> [REQUIRED WORK]
Convert only the stretch of the records from the line containing "the car hood" through the line containing "179,84,215,118", both ends included, into a numbered list with blank lines left out.
-- Start ENTRIES --
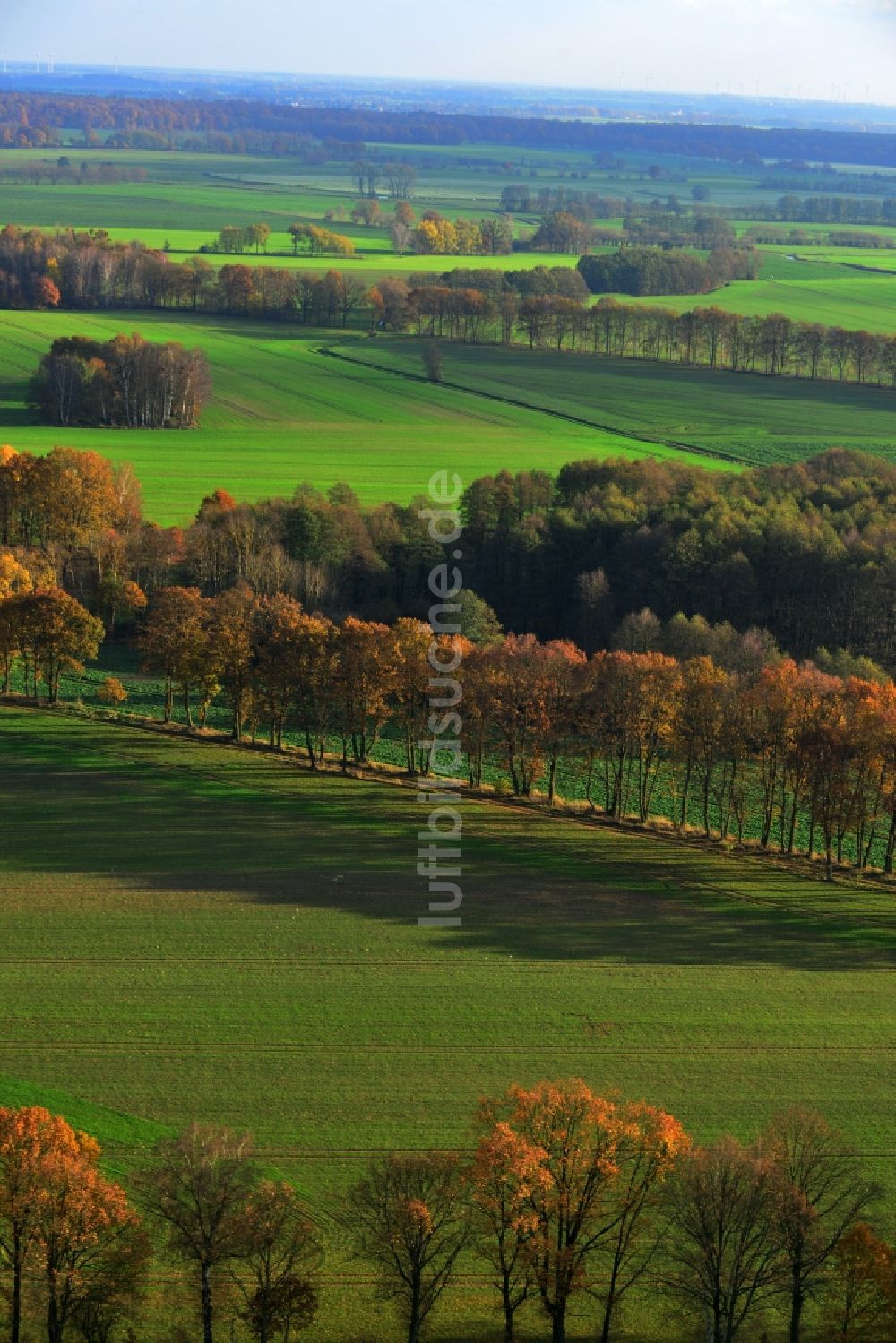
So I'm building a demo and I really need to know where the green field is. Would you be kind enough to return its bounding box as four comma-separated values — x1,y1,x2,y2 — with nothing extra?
0,708,896,1343
0,313,719,524
350,340,896,465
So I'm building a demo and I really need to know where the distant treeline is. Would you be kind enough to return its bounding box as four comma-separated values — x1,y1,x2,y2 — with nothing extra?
6,450,896,673
746,194,896,224
0,92,896,167
0,154,146,186
578,247,762,297
0,1096,881,1343
28,331,211,428
8,458,896,877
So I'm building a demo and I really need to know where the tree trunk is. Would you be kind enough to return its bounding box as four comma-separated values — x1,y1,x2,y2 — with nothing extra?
9,1240,22,1343
200,1264,215,1343
788,1275,804,1343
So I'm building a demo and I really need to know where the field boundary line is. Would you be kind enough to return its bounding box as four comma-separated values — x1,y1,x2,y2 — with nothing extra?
317,345,762,466
0,694,896,908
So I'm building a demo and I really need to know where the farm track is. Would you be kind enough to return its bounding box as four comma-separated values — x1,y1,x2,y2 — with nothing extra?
318,345,762,466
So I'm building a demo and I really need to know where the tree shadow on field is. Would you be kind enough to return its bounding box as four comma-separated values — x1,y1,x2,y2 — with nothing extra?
0,711,896,969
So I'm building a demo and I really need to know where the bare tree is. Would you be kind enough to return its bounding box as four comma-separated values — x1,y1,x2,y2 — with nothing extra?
762,1106,879,1343
142,1124,256,1343
423,341,444,383
349,1157,470,1343
234,1181,323,1343
659,1138,785,1343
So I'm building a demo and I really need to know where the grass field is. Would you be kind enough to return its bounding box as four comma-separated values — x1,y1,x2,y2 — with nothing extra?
0,708,896,1343
0,313,719,524
350,340,896,465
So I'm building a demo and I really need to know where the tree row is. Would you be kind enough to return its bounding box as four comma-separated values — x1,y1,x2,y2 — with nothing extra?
0,1096,896,1343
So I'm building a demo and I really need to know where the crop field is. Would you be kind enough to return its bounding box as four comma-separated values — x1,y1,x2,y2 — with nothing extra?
0,708,896,1343
349,340,896,465
0,313,730,524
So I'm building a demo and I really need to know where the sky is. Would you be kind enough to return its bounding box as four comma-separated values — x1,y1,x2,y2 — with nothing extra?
0,0,896,105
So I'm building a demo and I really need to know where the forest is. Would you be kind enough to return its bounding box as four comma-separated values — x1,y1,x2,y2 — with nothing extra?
8,449,896,877
28,331,211,428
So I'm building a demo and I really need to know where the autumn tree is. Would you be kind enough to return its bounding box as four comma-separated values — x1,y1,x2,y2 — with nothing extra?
22,589,103,703
348,1155,470,1343
138,587,212,727
333,616,396,770
823,1222,896,1343
70,1217,151,1343
234,1181,323,1343
392,618,435,773
423,341,444,383
479,1079,625,1343
38,1133,142,1343
0,1106,87,1343
142,1124,256,1343
210,582,258,741
594,1101,691,1343
473,1109,547,1343
762,1108,877,1343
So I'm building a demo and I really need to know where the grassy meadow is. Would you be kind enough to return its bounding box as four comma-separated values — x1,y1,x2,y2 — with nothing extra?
0,708,896,1343
340,340,896,465
0,312,719,524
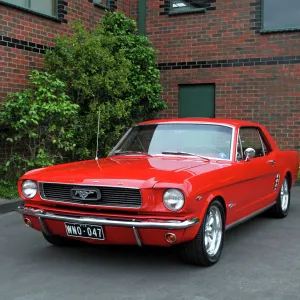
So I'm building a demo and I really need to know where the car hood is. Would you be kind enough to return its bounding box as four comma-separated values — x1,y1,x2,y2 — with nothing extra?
23,156,210,188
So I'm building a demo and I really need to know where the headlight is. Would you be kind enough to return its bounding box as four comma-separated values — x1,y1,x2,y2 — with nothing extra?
22,180,37,199
163,189,184,211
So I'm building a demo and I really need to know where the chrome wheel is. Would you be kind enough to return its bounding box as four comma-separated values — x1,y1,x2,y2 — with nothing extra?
280,178,290,212
204,206,223,256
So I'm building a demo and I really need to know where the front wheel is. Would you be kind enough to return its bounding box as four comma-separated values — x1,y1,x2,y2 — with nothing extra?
270,176,291,218
181,200,225,266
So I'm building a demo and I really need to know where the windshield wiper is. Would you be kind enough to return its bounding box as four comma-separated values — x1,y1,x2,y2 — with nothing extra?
161,151,210,161
112,150,152,157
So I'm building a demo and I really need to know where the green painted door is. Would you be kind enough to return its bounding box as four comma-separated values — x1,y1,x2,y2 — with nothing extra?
179,84,215,118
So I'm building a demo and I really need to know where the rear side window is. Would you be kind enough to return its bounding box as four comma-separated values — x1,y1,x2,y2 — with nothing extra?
237,127,268,160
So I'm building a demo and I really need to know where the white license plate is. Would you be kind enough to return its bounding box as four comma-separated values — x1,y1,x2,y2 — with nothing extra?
65,223,105,240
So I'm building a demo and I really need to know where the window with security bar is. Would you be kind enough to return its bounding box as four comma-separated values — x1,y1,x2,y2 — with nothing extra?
3,0,57,17
94,0,110,7
262,0,300,30
171,0,208,12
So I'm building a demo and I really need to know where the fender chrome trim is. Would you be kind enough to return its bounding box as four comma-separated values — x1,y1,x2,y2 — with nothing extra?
16,206,200,229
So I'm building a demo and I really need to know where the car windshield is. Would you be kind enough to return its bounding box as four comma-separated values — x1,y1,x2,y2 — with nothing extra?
110,123,233,159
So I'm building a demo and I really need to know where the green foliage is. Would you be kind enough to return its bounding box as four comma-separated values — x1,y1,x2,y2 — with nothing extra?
45,12,166,158
0,71,78,179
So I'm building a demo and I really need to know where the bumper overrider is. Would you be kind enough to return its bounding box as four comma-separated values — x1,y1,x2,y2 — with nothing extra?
16,206,200,246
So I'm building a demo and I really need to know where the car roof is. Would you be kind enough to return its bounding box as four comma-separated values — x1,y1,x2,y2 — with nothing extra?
138,118,260,127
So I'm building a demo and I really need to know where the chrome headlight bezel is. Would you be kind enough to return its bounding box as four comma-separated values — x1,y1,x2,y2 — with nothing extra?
22,180,37,199
163,189,185,211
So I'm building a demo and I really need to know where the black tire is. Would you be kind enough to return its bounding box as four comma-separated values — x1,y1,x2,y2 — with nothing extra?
43,233,80,247
181,199,225,267
270,176,291,219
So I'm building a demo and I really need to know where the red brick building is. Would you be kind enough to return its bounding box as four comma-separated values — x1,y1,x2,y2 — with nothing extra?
0,0,300,150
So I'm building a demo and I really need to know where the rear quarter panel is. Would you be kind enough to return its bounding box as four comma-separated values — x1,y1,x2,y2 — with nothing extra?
276,151,299,186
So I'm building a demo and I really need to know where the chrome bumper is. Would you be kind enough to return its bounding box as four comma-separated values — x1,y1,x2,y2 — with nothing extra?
16,206,199,229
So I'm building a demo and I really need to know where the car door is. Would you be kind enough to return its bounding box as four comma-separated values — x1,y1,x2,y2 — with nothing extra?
232,127,278,219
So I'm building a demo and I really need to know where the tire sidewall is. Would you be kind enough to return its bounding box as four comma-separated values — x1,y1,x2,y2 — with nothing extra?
277,176,291,217
201,200,225,264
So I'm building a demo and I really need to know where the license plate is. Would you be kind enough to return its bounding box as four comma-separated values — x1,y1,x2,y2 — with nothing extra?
65,223,104,240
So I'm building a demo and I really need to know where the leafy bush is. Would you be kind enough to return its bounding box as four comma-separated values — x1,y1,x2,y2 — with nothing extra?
0,71,78,180
45,12,166,159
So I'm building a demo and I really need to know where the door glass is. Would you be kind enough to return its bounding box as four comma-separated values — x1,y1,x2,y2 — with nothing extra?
240,128,265,157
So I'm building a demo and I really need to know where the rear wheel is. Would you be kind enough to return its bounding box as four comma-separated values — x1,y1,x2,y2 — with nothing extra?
43,233,80,247
270,176,291,218
181,200,225,266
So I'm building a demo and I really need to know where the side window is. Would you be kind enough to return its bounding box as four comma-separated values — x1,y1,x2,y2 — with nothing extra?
236,136,244,160
240,127,267,158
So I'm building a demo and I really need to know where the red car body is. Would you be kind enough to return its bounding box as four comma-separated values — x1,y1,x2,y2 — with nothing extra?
18,118,299,264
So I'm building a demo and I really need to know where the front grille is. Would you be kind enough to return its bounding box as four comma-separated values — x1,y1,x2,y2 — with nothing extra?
39,182,142,208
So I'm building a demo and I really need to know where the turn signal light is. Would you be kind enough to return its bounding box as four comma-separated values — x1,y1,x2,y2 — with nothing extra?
165,233,176,244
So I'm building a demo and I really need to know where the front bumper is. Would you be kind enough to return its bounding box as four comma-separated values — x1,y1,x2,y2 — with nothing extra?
16,206,200,246
17,206,199,229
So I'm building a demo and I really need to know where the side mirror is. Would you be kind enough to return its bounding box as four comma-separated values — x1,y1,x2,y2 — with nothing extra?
244,148,255,161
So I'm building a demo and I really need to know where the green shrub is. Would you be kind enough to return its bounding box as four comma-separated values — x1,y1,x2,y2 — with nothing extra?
45,12,166,159
0,71,78,180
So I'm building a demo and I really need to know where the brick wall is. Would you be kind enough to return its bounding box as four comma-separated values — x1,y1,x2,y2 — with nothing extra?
131,0,300,150
0,0,300,150
0,0,129,102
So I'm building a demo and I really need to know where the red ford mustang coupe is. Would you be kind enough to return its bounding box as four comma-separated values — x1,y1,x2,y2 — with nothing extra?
18,118,299,266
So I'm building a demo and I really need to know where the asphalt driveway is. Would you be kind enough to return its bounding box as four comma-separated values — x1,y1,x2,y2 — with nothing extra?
0,187,300,300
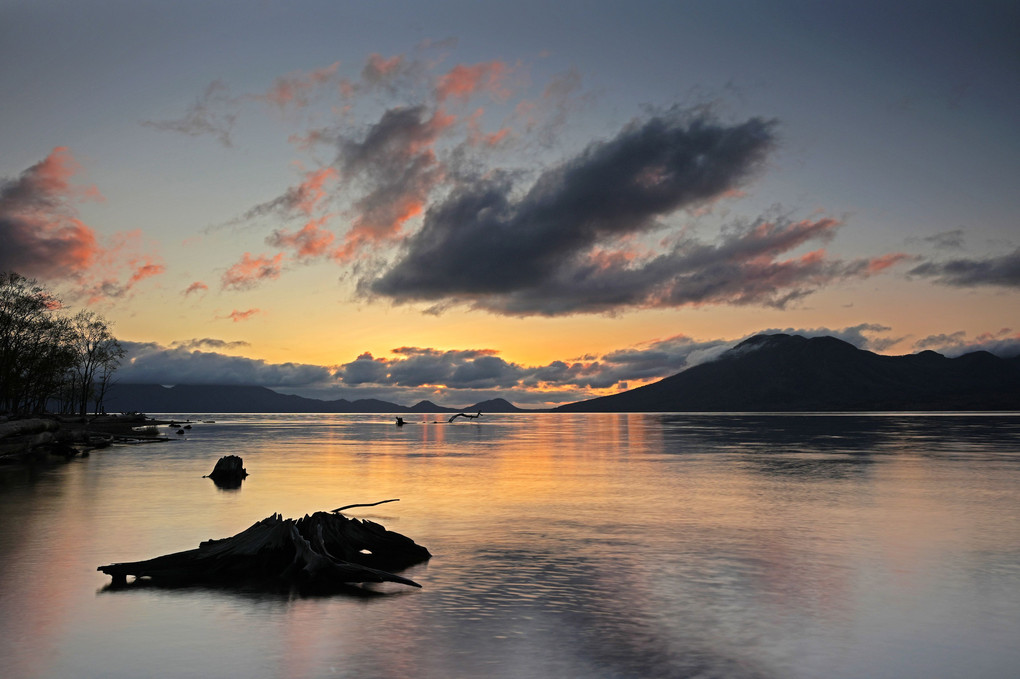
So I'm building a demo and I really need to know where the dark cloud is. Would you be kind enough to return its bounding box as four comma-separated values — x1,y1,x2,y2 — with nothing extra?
909,248,1020,288
117,338,333,387
337,105,454,259
170,337,251,351
914,327,1020,358
142,81,238,147
0,147,102,278
742,323,906,353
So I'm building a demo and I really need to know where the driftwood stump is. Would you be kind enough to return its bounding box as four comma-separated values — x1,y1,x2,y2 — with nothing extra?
208,455,248,488
97,505,431,593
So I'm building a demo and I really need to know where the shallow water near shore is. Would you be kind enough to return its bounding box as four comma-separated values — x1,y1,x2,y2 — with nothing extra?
0,413,1020,679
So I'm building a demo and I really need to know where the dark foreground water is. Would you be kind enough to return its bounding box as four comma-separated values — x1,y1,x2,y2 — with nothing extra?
0,414,1020,679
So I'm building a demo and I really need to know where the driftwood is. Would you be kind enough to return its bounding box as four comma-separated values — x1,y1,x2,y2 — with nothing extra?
97,501,431,593
447,413,481,423
207,455,248,488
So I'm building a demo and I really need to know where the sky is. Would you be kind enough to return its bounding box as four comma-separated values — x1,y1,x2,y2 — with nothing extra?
0,0,1020,407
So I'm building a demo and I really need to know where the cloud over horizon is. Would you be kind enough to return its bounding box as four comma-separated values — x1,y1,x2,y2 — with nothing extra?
367,108,901,315
117,323,1020,405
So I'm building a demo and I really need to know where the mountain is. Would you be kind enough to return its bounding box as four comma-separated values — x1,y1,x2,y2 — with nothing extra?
105,383,529,413
554,334,1020,412
105,383,456,413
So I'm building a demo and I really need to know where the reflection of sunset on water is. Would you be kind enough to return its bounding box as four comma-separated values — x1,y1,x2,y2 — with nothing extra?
0,414,1020,679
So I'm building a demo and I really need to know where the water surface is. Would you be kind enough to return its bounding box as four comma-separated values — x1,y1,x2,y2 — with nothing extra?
0,414,1020,679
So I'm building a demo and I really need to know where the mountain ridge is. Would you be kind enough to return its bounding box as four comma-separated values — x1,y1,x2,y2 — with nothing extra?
106,333,1020,414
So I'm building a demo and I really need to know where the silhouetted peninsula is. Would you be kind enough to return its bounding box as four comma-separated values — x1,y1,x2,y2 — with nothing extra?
106,384,529,413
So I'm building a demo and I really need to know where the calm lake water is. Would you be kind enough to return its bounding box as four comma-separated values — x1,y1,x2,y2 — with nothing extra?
0,414,1020,679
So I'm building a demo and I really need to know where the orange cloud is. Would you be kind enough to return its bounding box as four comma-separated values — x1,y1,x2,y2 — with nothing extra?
436,61,511,102
220,252,284,290
0,146,162,300
261,61,340,109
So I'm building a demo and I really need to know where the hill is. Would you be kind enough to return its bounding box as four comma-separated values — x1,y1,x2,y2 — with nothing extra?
105,383,526,413
555,334,1020,412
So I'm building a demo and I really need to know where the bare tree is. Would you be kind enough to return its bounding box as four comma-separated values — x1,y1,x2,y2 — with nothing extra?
70,310,124,417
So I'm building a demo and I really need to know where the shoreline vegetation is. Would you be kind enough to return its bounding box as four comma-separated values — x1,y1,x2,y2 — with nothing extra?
0,413,175,466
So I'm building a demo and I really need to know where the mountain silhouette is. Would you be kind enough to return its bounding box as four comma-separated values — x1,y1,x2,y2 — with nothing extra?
554,334,1020,412
104,383,527,413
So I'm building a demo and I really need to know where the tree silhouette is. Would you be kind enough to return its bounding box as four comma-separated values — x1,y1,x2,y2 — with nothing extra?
0,272,124,415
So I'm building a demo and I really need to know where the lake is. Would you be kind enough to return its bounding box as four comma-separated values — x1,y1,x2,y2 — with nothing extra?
0,413,1020,679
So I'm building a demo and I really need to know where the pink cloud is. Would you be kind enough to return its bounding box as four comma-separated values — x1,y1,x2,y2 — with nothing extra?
224,309,262,323
467,108,510,147
0,147,163,301
220,252,284,290
181,280,209,297
261,61,340,109
436,61,511,102
868,252,916,273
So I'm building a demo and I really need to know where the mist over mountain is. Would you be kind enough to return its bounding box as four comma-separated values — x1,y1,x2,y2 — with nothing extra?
555,334,1020,412
105,383,527,413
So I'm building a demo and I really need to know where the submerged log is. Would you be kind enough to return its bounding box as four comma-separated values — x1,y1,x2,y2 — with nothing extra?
447,413,481,422
208,455,248,488
97,505,431,593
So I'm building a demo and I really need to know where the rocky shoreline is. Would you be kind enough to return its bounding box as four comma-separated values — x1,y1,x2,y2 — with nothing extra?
0,413,169,465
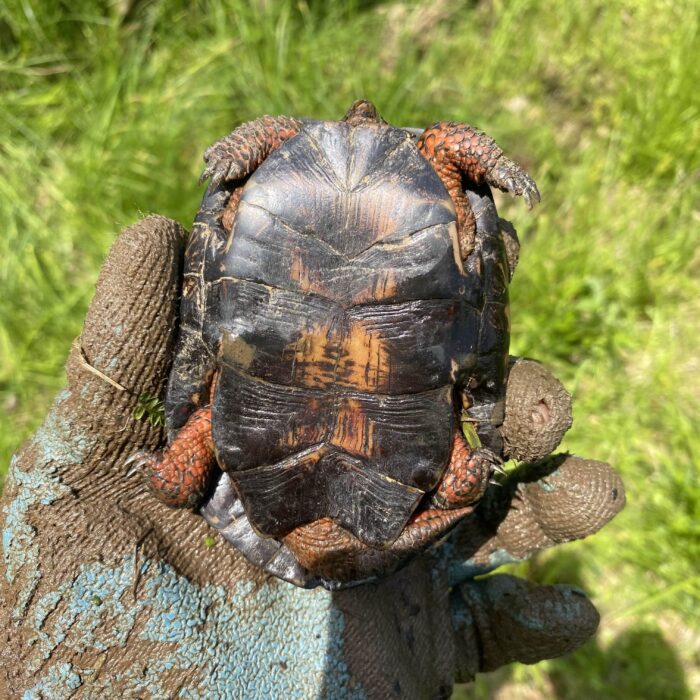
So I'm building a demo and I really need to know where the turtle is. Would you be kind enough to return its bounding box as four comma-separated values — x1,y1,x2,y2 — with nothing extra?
130,100,540,588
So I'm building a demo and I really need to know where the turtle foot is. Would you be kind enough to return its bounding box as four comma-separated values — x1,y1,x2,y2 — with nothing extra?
126,408,215,508
199,117,301,187
430,432,503,508
486,155,540,209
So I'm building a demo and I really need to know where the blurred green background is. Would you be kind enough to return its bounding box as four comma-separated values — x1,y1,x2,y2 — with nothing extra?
0,0,700,700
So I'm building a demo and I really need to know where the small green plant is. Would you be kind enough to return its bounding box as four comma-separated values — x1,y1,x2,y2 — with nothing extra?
132,392,165,428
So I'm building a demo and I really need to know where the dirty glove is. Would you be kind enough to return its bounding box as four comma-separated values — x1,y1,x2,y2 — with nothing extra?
0,216,624,700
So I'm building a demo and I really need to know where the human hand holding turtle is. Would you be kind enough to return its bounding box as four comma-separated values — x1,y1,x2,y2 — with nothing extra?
0,101,624,697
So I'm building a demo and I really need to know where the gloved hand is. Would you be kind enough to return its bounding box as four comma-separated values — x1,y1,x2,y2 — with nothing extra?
0,216,624,700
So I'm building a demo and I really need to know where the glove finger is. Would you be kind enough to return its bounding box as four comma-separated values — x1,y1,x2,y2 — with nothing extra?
448,454,625,583
500,357,572,462
20,216,185,476
451,574,600,683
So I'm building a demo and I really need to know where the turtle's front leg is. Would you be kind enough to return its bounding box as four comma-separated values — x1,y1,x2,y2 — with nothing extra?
431,428,503,508
199,116,302,186
127,406,216,508
417,122,540,259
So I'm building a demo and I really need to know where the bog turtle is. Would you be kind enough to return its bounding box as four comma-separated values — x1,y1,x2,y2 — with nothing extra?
127,101,539,586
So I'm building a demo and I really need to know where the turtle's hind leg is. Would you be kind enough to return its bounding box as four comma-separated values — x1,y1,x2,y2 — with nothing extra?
127,406,216,508
199,116,302,186
417,122,540,259
431,429,503,508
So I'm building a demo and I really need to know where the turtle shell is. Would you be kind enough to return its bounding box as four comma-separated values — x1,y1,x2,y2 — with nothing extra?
167,122,508,547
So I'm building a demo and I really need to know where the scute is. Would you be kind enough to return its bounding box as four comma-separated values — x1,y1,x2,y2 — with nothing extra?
208,122,483,546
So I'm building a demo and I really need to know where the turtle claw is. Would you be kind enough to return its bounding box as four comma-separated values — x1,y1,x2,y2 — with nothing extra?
487,156,541,209
199,146,245,187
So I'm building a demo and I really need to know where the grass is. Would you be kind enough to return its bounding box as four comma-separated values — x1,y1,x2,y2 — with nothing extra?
0,0,700,698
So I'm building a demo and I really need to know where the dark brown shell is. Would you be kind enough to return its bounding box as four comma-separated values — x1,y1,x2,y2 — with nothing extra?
168,122,507,546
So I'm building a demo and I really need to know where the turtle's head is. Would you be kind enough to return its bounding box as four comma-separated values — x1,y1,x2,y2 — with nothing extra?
343,100,386,126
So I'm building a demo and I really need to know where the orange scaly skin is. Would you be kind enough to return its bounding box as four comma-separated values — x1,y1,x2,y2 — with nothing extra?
143,407,216,507
417,122,540,260
431,430,493,508
417,122,503,259
199,116,302,185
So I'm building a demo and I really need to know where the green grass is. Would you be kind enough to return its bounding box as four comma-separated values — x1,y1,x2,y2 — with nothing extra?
0,0,700,698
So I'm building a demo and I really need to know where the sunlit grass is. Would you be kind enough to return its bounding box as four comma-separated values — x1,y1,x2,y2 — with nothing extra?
0,0,700,698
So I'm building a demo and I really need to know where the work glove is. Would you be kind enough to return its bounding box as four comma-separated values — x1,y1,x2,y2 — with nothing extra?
0,216,624,700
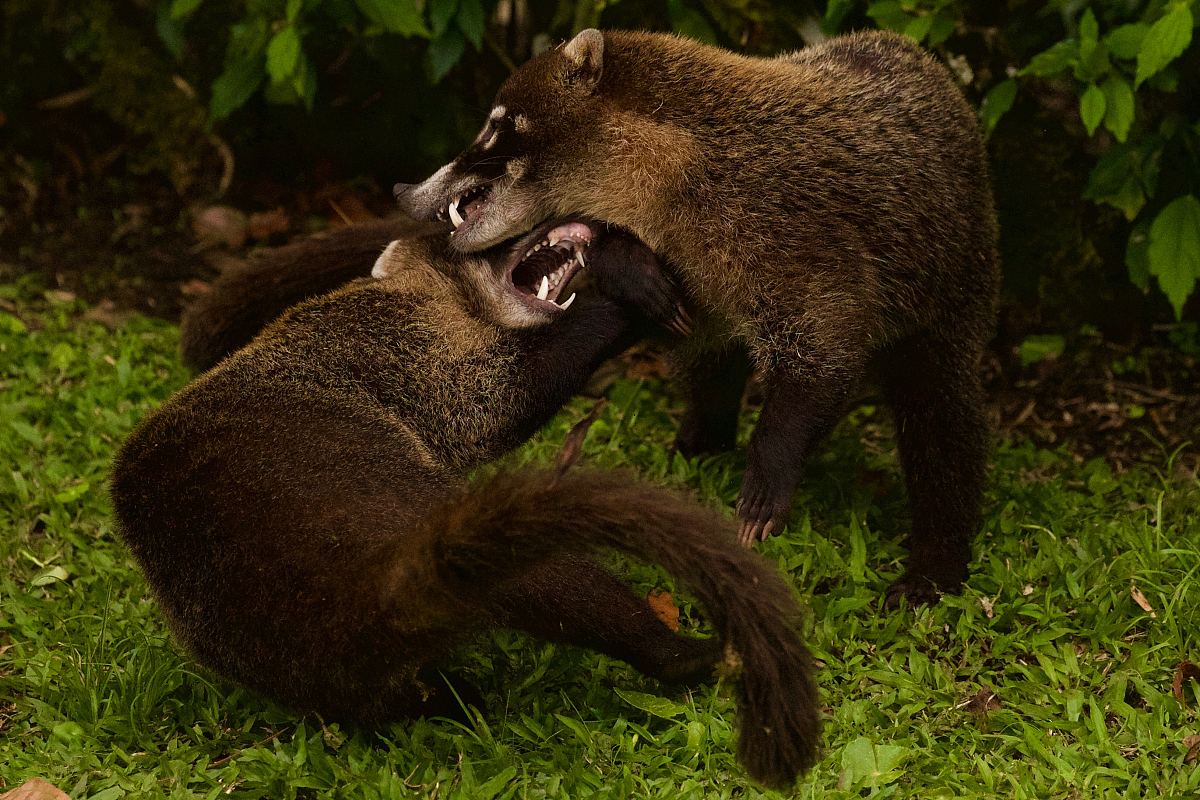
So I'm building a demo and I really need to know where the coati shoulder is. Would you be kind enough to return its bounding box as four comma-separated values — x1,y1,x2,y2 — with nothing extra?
-- End ENTRIES --
> [ANSWER FOR THE TASK]
1. So I'm building a demo and I really need to know where the car hood is. Would you be kind enough to return its bounding box as four comma-separated values — x1,y1,x2,y2 — with nothing extra?
2. 23,156,210,188
3. So I'm building a demo and I really need to know where the headlight is. Would you be kind enough to return its bounding box as four comma-separated values — x1,y1,x2,y2 — with nothing extra?
4. 22,180,37,199
5. 163,189,184,211
6. So I'm building a demo and I really need to know where the chrome wheel is. Would you be kind enough to return its bounding box as four comma-separated values — x1,y1,x2,y2 — with nothing extra?
7. 280,178,290,212
8. 204,206,223,256
9. So I'm building a demo and I really need to know where the front wheel is. Would you be kind enough to return its bounding box as four comma-separated values — x1,y1,x2,y2 — with nothing extra?
10. 270,176,291,218
11. 181,200,225,266
12. So I'm building a demo and I really need to know where the windshield wiper is. Would you be kind enough to return its bounding box as four comma-separated values — x1,y1,x2,y2 — with nothing extra?
13. 161,151,210,161
14. 112,150,152,157
15. So I'm building a demo and I really need to know where the green painted door is. Would you be kind enough to return its bounding box as four comma-separated values — x1,y1,x2,y2 — with nothing extra?
16. 179,84,215,118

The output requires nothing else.